## Source passage
BEGIN

One jilted politician went out with a flourish, reminding those who wish to rebuild Louisiana’s elementary and secondary education that the disease that has kept it back can be difficult to eradicate, and its effects may linger.
The rump Orleans Parish School
Board, unlike all other districts in the state that have their elections in
off-presidential election years, have its conducted during presidential
election years. One casualty was outgoing president Thomas Robichaux, in a landslide.
It had partly to do with race, since the district he had won in the
post-Hurricane Katrina aftermath political chaos was majority black and he is
white who faced black opponents, but was exacerbated by the board’s
decision earlier this year to raise taxes, which was opposed largely by
black residents.
So, Robichaux decided to manufacture
an issue out of nothing as a parting gift. No stranger to giving the
citizenry a Bronx salute, on the
issue of ethics, he gave it another when he spearheaded a move to for the
half-dozen schools the district still controls to prohibit the teaching of “creationism”

END

## Task requirements
1: Print the portion of the passage on the Orleans Parish School Board that begins at the words "The rump Orleans" and ends after the words "in a landslide.", copied word for word.
2: According to the passage on the Orleans Parish School Board, who was the board's outgoing president who lost in a landslide?
3: In the passage on the Orleans Parish School Board, rewrite the paragraph beginning "One jilted politician went out with a flourish" in a single shorter sentence that keeps its main points.

## Given information
BEGIN

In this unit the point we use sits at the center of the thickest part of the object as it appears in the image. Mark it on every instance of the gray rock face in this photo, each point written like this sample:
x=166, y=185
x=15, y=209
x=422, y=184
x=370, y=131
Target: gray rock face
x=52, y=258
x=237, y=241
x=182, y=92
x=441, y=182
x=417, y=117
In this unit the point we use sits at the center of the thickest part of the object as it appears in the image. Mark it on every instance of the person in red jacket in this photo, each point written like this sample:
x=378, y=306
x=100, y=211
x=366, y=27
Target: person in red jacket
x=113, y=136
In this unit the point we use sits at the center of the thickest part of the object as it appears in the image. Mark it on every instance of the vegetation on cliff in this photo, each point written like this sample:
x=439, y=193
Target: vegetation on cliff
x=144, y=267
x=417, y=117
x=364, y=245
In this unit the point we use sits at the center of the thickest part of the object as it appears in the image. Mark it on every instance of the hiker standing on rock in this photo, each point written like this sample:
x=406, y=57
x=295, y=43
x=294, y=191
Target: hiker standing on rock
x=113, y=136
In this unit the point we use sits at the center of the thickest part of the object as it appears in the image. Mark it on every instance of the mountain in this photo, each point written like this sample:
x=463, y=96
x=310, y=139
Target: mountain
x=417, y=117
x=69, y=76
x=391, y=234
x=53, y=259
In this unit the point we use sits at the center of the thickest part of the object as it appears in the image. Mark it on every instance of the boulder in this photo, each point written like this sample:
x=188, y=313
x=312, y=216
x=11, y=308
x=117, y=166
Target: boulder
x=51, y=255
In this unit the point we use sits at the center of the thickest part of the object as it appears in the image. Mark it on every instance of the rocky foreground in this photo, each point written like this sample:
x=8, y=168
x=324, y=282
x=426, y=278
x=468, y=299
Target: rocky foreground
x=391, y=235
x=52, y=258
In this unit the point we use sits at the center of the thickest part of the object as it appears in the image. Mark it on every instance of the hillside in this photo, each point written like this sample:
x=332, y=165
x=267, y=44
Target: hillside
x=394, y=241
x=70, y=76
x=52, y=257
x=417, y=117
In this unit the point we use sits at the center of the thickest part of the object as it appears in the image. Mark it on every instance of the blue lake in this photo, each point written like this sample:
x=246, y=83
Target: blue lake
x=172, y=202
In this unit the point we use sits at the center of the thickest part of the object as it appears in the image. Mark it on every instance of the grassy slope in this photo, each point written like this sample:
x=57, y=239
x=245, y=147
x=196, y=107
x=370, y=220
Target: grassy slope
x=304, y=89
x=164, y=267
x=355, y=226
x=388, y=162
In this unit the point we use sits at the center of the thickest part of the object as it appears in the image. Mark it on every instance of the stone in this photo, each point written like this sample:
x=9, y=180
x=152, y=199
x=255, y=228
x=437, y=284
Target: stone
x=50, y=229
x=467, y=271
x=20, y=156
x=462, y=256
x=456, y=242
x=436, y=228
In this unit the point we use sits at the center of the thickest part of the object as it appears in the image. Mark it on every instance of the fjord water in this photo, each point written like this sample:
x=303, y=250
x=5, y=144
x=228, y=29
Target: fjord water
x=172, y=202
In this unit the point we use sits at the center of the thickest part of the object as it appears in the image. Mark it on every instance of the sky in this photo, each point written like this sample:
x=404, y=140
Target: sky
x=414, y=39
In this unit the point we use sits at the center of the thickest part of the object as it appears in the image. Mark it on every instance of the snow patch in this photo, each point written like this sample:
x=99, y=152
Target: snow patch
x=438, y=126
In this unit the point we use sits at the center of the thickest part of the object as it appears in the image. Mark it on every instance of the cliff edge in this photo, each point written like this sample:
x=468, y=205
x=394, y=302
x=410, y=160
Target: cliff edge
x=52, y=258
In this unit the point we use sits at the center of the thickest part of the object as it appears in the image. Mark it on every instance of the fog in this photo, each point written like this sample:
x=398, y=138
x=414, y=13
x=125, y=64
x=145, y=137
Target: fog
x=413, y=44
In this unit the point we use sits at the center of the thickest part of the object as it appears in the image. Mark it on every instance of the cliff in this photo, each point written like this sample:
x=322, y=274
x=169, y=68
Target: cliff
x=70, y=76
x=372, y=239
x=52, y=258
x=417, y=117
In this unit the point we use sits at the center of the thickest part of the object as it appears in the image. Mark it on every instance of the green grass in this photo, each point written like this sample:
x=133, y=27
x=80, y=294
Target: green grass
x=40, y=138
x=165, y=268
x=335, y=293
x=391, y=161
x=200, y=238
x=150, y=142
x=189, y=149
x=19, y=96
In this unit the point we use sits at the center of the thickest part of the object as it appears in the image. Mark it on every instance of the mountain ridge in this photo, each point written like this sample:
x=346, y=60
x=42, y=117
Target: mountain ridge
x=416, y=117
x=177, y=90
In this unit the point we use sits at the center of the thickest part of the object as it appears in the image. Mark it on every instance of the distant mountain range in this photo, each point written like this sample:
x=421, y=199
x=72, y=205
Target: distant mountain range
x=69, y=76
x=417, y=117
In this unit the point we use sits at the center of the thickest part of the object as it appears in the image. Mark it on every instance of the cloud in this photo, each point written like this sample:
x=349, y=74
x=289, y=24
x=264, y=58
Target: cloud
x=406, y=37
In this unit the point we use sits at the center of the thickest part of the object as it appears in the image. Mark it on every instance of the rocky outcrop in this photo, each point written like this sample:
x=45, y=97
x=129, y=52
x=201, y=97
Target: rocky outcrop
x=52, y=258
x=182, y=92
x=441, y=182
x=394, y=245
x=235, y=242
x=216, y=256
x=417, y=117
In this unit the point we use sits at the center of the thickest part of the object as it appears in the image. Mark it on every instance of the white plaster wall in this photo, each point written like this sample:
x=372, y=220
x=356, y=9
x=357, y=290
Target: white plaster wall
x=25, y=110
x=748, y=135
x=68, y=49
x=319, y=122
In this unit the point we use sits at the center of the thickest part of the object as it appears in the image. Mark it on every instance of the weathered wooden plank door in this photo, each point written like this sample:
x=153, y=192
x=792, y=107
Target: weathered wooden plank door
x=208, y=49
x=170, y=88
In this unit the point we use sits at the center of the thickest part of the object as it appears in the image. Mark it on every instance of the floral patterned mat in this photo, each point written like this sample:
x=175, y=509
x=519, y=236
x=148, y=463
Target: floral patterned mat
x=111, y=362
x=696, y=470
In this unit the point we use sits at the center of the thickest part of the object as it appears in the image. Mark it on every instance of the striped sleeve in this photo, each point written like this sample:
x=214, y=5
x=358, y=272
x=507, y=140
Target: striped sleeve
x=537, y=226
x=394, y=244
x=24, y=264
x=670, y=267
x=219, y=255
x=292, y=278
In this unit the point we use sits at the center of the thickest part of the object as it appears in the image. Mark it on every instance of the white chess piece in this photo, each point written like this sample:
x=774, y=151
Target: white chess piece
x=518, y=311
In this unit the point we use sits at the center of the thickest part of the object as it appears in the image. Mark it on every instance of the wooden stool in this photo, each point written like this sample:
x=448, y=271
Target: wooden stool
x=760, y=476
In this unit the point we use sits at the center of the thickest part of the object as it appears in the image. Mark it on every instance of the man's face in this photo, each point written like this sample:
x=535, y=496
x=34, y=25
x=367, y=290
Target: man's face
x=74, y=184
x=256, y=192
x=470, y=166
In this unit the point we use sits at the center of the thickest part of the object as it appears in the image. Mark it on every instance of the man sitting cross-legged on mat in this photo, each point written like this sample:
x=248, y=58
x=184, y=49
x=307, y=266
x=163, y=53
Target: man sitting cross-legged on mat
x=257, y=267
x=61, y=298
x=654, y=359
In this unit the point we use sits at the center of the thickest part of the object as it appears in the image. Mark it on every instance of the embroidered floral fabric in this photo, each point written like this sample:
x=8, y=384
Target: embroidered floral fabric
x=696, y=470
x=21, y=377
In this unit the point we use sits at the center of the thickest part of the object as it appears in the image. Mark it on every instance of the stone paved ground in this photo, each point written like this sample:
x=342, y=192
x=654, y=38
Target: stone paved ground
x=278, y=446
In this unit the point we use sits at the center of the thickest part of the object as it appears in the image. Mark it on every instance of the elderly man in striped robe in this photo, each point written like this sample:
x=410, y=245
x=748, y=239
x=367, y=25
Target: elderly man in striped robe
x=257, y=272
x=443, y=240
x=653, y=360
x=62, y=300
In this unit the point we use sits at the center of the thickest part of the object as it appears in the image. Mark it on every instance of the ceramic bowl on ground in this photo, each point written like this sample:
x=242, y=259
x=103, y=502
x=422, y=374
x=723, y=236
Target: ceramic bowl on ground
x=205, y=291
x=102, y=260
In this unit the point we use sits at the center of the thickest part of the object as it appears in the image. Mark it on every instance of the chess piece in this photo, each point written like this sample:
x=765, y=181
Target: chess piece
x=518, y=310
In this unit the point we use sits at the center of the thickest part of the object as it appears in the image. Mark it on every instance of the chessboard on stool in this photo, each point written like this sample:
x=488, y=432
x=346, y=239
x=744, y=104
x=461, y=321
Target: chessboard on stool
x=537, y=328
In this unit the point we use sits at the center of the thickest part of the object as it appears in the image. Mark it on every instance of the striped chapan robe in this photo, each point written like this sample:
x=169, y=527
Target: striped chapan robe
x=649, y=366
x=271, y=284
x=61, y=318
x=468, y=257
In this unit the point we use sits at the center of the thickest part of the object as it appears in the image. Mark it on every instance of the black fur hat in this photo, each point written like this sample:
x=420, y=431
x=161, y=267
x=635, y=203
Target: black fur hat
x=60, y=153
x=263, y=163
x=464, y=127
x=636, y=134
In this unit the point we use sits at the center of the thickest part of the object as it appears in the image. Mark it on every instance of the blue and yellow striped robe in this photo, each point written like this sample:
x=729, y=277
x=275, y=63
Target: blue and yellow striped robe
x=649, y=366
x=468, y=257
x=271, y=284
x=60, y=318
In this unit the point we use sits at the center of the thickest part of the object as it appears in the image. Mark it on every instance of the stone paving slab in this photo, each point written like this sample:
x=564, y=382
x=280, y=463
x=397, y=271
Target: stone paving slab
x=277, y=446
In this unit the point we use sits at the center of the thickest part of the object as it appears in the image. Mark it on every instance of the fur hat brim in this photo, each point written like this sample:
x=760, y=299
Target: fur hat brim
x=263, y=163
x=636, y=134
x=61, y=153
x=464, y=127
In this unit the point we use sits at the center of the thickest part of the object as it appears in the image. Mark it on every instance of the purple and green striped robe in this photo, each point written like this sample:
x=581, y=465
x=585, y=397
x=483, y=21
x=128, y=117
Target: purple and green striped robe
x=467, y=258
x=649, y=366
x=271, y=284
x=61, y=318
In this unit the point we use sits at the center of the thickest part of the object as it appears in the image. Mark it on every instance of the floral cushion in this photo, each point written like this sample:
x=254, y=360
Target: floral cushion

END

## Solutions per task
1:
The rump Orleans Parish School
Board, unlike all other districts in the state that have their elections in
off-presidential election years, have its conducted during presidential
election years. One casualty was outgoing president Thomas Robichaux, in a landslide.

2: Thomas Robichaux.

3: A rejected politician left with a flourish, reminding those rebuilding Louisiana's elementary and secondary education that the disease holding it back is hard to eradicate and its effects may linger.